## TEXTO DE PARTIDA:
'''
A comienzos de 1944 había unos 2000 prisioneros en Struthof, pero en
septiembre, cuando el campo fue evacuado, unos 7000 presos habitaban en él,
bajo condiciones sanitarias infrahumanas. Muchos de ellos procedían de otros
campos que ya habían sido evacuados.
Había en aquel tiempo un personaje oscuro de nombre August Hirt, y que tenía
por gusto coleccionar esqueletos de hombres y mujeres judíos, con el supuesto
interés de analizarlos “científicamente” con fines antropológicos. De estatura
media, más bien bajito, boca torcida y mirada incoherente, este íntimo amigo del
partido nazi había sido herido gravemente sirviendo como voluntario en la Primera
Guerra Mundial. Condecorado como héroe, se transformó luego en médico
especializado en anatomía y destinado a la universidad que el Tercer Reich
instaló en Estrasburgo.
'''
## SEGÚN LA INFORMACIÓN:
**1)** En el texto sobre Struthof, ¿cuántos prisioneros había en el campo a comienzos de 1944?
**2)** Copia del texto sobre Struthof el tramo que empieza en "A comienzos de" y termina después de "instaló en Estrasburgo.", pero cambia "anatomía" por "cirugía".
**3)** Resume en una o dos frases el párrafo del texto sobre Struthof que empieza por "A comienzos de 1944", sin perder sus datos principales.
Los datos no guardan relación con el texto sobre Struthof.

[Datos de localización de puntos]
'''
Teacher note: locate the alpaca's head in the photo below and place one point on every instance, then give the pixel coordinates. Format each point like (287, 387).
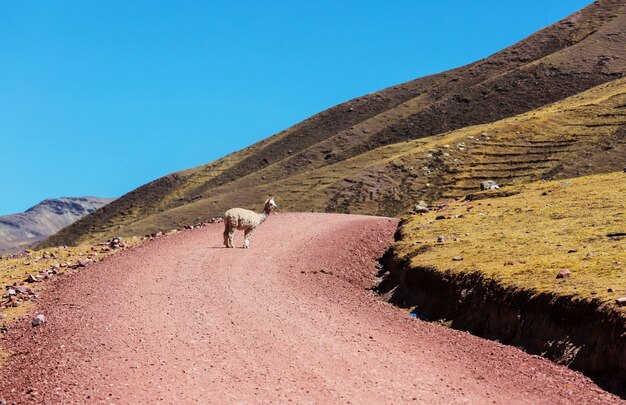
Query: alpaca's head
(270, 204)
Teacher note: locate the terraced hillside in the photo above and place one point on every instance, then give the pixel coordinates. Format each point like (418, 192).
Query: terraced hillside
(373, 154)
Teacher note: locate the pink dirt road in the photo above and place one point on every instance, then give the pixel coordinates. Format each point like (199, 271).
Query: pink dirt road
(183, 320)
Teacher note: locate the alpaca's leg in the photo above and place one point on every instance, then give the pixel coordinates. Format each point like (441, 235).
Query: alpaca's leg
(231, 235)
(225, 234)
(246, 238)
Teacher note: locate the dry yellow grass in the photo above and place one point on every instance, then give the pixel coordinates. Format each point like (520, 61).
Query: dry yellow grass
(16, 269)
(524, 240)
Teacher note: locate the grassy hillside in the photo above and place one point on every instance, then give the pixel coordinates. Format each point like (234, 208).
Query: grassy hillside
(525, 239)
(381, 152)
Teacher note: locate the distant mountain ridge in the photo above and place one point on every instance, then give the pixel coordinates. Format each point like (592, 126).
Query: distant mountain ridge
(23, 230)
(380, 153)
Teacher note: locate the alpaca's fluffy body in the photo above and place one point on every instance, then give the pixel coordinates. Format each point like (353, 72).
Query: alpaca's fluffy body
(244, 220)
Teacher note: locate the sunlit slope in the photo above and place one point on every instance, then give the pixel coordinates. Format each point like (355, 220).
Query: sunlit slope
(583, 134)
(526, 239)
(578, 53)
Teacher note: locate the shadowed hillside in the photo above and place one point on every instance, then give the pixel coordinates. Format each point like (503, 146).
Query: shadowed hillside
(21, 231)
(382, 152)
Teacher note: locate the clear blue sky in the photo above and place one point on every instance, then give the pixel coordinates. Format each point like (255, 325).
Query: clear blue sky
(100, 97)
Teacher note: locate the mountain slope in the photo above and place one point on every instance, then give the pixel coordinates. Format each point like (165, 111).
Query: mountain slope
(20, 231)
(582, 51)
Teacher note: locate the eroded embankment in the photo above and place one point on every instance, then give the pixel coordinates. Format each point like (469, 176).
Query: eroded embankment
(581, 334)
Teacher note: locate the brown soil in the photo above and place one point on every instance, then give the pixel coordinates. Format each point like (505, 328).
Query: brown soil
(182, 320)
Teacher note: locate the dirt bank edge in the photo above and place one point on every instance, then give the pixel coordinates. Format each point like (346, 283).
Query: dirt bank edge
(581, 334)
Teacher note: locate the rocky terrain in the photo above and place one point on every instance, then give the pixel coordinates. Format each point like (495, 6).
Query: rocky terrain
(505, 116)
(21, 231)
(290, 319)
(540, 266)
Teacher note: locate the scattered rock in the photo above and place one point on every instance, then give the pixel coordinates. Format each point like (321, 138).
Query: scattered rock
(83, 262)
(564, 273)
(421, 208)
(489, 185)
(39, 320)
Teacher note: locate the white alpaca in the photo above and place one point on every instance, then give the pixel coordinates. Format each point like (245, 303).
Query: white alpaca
(246, 220)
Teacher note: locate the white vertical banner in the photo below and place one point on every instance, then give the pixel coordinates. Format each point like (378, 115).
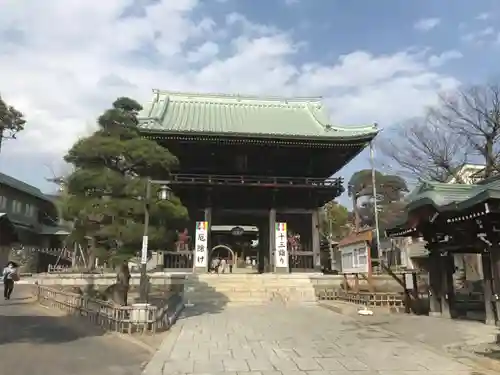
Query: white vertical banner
(201, 244)
(281, 253)
(144, 250)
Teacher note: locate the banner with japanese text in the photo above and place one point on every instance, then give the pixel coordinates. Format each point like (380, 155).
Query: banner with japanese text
(201, 244)
(281, 253)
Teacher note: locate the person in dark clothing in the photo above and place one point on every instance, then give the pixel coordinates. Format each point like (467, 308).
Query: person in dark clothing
(9, 276)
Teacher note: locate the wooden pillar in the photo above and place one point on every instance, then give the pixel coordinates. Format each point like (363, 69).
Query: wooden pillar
(434, 284)
(207, 217)
(495, 273)
(316, 246)
(278, 268)
(488, 288)
(447, 289)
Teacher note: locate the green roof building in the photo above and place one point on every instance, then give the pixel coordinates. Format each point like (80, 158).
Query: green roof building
(456, 219)
(253, 155)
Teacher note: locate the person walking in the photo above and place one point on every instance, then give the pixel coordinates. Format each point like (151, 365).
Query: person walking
(9, 276)
(223, 264)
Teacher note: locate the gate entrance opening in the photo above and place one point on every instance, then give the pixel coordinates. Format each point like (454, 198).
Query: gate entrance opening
(258, 161)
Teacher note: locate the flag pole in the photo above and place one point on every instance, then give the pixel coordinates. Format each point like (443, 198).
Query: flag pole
(375, 203)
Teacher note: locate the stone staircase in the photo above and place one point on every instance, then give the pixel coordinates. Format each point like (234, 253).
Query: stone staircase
(249, 289)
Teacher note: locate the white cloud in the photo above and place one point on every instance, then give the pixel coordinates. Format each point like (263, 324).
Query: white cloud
(62, 65)
(443, 58)
(479, 36)
(426, 24)
(483, 16)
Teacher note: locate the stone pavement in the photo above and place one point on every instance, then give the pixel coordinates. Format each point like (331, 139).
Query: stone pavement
(275, 340)
(34, 341)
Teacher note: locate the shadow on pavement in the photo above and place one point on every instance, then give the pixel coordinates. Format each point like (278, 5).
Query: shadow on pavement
(201, 298)
(37, 329)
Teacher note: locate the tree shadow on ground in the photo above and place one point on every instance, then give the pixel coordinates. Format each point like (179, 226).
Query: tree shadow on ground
(201, 298)
(24, 322)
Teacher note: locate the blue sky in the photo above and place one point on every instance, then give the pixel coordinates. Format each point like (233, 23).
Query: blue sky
(373, 61)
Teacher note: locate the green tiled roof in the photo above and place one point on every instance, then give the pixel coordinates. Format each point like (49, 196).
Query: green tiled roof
(445, 196)
(237, 115)
(22, 186)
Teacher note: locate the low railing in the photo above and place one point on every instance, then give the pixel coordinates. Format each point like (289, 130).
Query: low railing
(369, 299)
(138, 318)
(270, 181)
(302, 261)
(178, 260)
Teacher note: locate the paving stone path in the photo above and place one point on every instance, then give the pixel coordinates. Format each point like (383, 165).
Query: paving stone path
(35, 341)
(276, 340)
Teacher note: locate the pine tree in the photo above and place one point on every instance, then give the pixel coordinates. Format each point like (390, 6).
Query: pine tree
(105, 195)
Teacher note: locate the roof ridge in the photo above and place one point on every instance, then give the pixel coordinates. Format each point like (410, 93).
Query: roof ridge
(329, 126)
(305, 99)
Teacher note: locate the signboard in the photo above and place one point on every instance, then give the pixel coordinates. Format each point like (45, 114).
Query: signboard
(281, 253)
(144, 250)
(201, 244)
(237, 231)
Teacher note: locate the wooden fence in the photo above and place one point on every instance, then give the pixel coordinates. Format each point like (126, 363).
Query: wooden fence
(368, 299)
(144, 319)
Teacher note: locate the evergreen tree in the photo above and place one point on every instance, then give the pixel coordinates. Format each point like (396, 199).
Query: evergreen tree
(105, 193)
(11, 122)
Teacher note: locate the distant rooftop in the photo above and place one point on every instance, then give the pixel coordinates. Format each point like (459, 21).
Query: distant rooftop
(22, 186)
(243, 115)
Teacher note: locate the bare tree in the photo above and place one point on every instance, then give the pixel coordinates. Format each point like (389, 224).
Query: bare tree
(463, 128)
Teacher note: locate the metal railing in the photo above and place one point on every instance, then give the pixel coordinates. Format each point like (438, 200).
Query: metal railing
(138, 318)
(301, 261)
(178, 260)
(375, 299)
(273, 181)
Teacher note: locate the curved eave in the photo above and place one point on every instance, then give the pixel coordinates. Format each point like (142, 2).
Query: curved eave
(455, 206)
(361, 137)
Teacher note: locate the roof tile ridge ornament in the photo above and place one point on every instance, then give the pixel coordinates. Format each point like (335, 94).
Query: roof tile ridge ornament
(208, 95)
(312, 108)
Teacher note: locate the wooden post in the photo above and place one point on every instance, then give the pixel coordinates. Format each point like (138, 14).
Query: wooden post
(488, 288)
(316, 240)
(434, 284)
(356, 282)
(446, 297)
(272, 239)
(495, 273)
(207, 216)
(448, 267)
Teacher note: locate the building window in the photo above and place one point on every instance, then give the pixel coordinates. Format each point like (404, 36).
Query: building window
(17, 207)
(362, 257)
(30, 210)
(357, 258)
(347, 261)
(3, 202)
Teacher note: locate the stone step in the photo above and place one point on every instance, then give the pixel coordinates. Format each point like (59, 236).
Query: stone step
(243, 289)
(243, 296)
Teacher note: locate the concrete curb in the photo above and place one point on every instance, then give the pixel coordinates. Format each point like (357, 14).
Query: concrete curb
(468, 359)
(156, 364)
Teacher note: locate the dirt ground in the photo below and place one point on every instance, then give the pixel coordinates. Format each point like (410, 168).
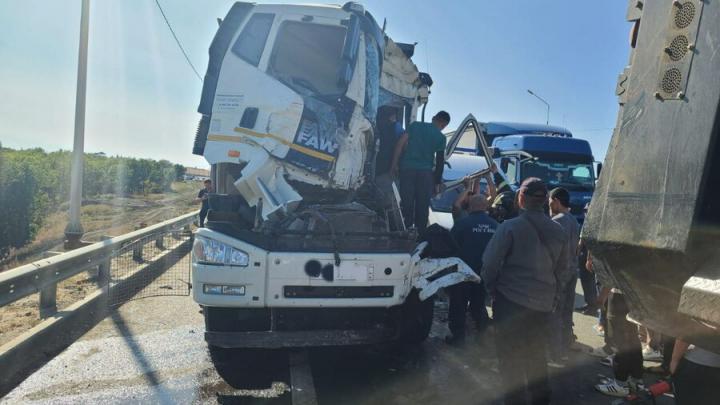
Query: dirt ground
(101, 216)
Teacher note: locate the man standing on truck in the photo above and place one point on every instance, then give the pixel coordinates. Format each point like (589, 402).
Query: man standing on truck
(203, 198)
(520, 268)
(472, 234)
(413, 161)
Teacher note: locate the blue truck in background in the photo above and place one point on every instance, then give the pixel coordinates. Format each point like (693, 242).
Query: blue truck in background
(545, 151)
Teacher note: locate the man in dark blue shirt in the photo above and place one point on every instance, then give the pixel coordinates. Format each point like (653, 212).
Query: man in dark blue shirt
(472, 233)
(203, 198)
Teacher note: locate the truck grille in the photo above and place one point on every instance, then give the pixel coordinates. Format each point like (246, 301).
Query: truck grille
(338, 292)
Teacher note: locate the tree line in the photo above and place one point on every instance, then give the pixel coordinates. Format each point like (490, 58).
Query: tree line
(34, 183)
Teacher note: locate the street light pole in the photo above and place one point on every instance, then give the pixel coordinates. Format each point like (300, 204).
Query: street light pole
(74, 229)
(547, 118)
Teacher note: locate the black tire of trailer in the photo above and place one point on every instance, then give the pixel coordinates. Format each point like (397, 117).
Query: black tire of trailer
(416, 319)
(249, 368)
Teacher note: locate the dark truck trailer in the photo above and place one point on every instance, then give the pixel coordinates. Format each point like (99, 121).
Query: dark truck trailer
(654, 223)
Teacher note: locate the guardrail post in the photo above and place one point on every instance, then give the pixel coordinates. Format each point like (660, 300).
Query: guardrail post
(160, 242)
(137, 251)
(48, 301)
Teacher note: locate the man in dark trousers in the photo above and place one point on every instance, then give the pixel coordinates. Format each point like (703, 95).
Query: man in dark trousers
(203, 198)
(520, 268)
(472, 233)
(420, 148)
(562, 335)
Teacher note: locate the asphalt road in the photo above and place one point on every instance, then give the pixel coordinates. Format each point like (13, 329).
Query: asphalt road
(152, 351)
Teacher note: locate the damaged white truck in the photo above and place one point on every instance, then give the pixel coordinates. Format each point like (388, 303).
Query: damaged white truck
(302, 247)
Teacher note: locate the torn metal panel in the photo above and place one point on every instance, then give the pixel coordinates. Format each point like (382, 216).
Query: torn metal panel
(430, 275)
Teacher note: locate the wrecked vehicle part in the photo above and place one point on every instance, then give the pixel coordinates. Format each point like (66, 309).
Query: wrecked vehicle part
(430, 274)
(302, 245)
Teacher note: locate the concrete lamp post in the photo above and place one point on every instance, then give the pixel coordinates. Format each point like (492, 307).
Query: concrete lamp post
(74, 230)
(547, 118)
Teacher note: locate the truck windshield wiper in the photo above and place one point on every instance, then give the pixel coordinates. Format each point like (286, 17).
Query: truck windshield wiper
(304, 83)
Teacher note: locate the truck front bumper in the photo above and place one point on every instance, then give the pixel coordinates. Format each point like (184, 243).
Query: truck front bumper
(312, 338)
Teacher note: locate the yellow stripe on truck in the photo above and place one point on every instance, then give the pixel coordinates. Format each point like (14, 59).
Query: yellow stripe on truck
(299, 148)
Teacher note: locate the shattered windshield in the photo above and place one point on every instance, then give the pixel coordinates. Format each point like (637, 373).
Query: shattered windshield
(307, 57)
(564, 174)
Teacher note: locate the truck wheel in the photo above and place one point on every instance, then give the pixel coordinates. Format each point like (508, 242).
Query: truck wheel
(416, 319)
(248, 368)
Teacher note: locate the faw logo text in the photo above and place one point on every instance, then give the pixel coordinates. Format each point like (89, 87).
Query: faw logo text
(308, 136)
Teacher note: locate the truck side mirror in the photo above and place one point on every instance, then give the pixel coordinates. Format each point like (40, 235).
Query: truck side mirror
(504, 164)
(494, 152)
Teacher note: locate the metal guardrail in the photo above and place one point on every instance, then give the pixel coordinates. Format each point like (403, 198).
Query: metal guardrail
(43, 276)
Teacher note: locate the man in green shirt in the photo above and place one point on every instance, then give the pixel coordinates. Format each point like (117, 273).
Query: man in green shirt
(419, 159)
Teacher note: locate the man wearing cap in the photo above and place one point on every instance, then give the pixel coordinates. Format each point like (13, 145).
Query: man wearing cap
(419, 160)
(520, 269)
(561, 327)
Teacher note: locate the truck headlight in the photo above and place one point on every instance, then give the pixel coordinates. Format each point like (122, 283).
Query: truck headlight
(209, 251)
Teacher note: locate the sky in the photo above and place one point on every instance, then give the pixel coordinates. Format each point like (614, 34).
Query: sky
(142, 96)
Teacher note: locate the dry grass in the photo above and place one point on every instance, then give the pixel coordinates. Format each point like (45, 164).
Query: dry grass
(105, 215)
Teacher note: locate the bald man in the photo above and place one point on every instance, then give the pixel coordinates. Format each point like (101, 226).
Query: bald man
(472, 233)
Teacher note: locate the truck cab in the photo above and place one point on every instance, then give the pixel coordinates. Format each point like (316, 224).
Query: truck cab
(558, 160)
(302, 246)
(534, 150)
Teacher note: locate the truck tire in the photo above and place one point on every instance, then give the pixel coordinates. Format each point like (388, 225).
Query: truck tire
(248, 368)
(416, 319)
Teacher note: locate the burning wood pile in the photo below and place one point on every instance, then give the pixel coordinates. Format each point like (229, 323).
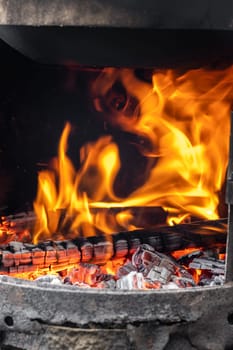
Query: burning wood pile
(180, 121)
(180, 256)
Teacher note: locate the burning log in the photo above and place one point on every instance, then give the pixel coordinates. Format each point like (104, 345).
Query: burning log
(18, 257)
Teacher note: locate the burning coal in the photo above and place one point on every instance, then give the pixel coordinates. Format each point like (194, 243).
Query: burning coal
(75, 237)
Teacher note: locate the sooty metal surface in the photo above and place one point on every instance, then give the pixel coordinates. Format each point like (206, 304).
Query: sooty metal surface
(123, 33)
(35, 317)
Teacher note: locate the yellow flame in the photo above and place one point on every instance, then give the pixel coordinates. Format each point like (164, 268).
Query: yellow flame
(186, 120)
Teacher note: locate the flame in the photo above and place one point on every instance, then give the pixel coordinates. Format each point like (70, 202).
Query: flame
(184, 118)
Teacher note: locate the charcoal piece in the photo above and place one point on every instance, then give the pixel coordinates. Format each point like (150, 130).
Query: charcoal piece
(7, 258)
(13, 269)
(4, 270)
(82, 285)
(170, 285)
(73, 253)
(67, 280)
(121, 248)
(134, 280)
(103, 251)
(187, 258)
(183, 282)
(26, 268)
(26, 257)
(149, 284)
(17, 258)
(134, 243)
(51, 279)
(145, 257)
(85, 273)
(50, 255)
(38, 256)
(61, 254)
(16, 246)
(160, 274)
(86, 251)
(109, 284)
(125, 270)
(215, 280)
(155, 241)
(206, 263)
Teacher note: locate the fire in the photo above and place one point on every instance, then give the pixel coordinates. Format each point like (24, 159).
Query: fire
(185, 120)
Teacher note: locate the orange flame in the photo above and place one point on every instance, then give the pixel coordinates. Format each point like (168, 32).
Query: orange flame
(186, 120)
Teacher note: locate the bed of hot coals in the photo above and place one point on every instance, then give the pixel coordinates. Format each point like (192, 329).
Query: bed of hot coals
(146, 269)
(179, 256)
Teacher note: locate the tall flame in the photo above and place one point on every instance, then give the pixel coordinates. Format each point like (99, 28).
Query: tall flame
(186, 120)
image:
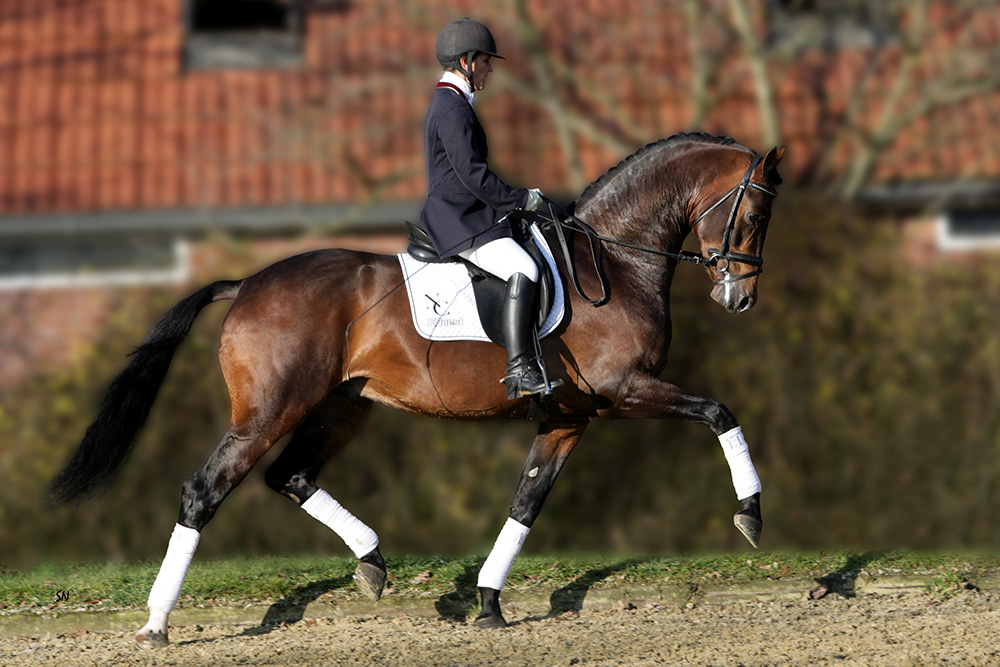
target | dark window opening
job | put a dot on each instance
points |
(830, 24)
(243, 34)
(970, 228)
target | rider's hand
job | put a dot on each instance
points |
(534, 199)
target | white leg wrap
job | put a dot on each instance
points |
(501, 559)
(745, 479)
(360, 538)
(167, 587)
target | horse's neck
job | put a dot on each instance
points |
(650, 228)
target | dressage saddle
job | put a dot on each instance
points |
(489, 289)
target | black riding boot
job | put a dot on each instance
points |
(524, 376)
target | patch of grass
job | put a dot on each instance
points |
(241, 581)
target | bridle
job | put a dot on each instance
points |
(718, 259)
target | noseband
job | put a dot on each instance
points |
(719, 258)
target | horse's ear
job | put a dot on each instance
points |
(770, 165)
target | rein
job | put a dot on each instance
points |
(718, 259)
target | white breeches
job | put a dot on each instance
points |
(503, 258)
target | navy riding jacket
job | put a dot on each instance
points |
(465, 199)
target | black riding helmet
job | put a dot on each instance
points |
(465, 37)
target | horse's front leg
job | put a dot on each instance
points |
(549, 452)
(647, 397)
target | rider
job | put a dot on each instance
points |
(466, 207)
'''
## RESPUESTAS NUMERADAS:
**1)** Unos 2000 prisioneros.

**2)**
A comienzos de 1944 había unos 2000 prisioneros en Struthof, pero en
septiembre, cuando el campo fue evacuado, unos 7000 presos habitaban en él,
bajo condiciones sanitarias infrahumanas. Muchos de ellos procedían de otros
campos que ya habían sido evacuados.
Había en aquel tiempo un personaje oscuro de nombre August Hirt, y que tenía
por gusto coleccionar esqueletos de hombres y mujeres judíos, con el supuesto
interés de analizarlos “científicamente” con fines antropológicos. De estatura
media, más bien bajito, boca torcida y mirada incoherente, este íntimo amigo del
partido nazi había sido herido gravemente sirviendo como voluntario en la Primera
Guerra Mundial. Condecorado como héroe, se transformó luego en médico
especializado en cirugía y destinado a la universidad que el Tercer Reich
instaló en Estrasburgo.

**3)** A principios de 1944, Struthof tenía unos 2000 prisioneros. En septiembre, cuando se evacuó el campo, había unos 7000 en condiciones sanitarias infrahumanas, y muchos venían de otros campos ya evacuados.